Data to examine:
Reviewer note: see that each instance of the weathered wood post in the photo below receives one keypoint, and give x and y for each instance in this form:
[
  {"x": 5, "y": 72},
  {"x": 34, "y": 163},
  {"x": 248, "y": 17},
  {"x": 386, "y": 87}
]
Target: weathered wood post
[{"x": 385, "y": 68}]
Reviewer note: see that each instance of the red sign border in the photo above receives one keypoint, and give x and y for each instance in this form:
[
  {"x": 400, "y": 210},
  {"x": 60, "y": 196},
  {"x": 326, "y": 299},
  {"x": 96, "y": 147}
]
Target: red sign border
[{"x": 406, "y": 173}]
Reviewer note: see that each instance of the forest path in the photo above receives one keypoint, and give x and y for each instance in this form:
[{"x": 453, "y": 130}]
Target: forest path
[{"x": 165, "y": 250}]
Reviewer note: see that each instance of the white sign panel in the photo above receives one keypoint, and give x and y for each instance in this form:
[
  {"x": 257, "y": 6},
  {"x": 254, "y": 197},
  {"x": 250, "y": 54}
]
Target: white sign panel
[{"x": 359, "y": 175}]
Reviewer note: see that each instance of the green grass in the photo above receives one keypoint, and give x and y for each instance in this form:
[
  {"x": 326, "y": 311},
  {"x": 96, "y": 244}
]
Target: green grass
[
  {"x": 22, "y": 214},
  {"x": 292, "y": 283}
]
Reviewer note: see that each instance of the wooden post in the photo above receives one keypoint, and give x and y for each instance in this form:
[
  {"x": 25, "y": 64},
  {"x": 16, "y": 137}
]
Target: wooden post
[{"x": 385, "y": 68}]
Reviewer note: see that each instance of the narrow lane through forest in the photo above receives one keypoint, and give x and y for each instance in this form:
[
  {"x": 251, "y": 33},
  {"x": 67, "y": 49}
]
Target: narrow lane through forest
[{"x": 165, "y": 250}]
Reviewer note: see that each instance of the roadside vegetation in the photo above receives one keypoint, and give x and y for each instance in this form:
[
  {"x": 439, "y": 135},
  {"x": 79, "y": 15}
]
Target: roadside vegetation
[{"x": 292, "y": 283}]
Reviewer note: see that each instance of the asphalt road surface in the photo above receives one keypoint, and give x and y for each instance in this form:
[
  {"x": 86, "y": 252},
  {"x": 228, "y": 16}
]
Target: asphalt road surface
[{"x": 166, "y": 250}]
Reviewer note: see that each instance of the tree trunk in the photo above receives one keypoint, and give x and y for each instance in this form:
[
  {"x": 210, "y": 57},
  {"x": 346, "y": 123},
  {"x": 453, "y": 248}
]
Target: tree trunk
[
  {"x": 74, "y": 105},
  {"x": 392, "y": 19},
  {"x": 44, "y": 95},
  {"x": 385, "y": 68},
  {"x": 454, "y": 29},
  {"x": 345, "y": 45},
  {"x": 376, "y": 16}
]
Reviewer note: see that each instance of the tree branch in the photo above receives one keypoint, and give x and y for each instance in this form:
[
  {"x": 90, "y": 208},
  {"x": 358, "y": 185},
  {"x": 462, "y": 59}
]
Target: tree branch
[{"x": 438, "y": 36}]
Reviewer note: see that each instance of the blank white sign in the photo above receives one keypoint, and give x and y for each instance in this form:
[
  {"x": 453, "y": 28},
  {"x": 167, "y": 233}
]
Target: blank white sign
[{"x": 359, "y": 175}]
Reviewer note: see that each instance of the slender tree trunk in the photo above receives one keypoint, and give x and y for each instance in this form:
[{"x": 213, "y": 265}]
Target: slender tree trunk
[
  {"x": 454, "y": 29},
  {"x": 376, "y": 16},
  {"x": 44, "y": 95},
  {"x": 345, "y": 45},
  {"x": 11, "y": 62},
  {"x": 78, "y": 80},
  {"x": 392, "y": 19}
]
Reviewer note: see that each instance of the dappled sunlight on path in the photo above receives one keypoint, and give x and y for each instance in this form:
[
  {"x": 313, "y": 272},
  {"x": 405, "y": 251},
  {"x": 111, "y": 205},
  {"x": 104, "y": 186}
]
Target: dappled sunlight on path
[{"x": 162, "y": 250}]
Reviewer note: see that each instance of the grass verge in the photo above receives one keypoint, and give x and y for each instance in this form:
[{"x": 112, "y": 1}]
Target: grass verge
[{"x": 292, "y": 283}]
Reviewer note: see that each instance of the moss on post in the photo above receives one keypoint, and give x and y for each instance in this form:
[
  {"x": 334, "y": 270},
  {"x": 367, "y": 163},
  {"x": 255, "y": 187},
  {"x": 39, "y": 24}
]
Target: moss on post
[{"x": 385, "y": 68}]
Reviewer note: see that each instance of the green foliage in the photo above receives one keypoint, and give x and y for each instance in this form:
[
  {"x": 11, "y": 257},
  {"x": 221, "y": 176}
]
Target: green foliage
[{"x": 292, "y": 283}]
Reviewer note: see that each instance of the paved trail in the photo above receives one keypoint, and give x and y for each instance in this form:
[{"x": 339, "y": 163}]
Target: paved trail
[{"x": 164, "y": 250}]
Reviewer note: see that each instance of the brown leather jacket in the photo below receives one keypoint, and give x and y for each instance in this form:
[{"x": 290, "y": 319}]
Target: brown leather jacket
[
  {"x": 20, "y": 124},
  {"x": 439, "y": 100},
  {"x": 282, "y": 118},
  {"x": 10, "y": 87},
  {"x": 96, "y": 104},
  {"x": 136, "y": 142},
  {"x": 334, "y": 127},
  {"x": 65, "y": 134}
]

Exercise: From the data, list each line in which the string "below" appears.

Solution for this task:
Reviewer note: see that each instance of the weathered wood post in the photo below receives one keypoint, and give x and y for each instance in this form:
Reviewer note: see that each instance of the brown leather jacket in the photo below receives one keypoint, and give x and y for each instance in this form:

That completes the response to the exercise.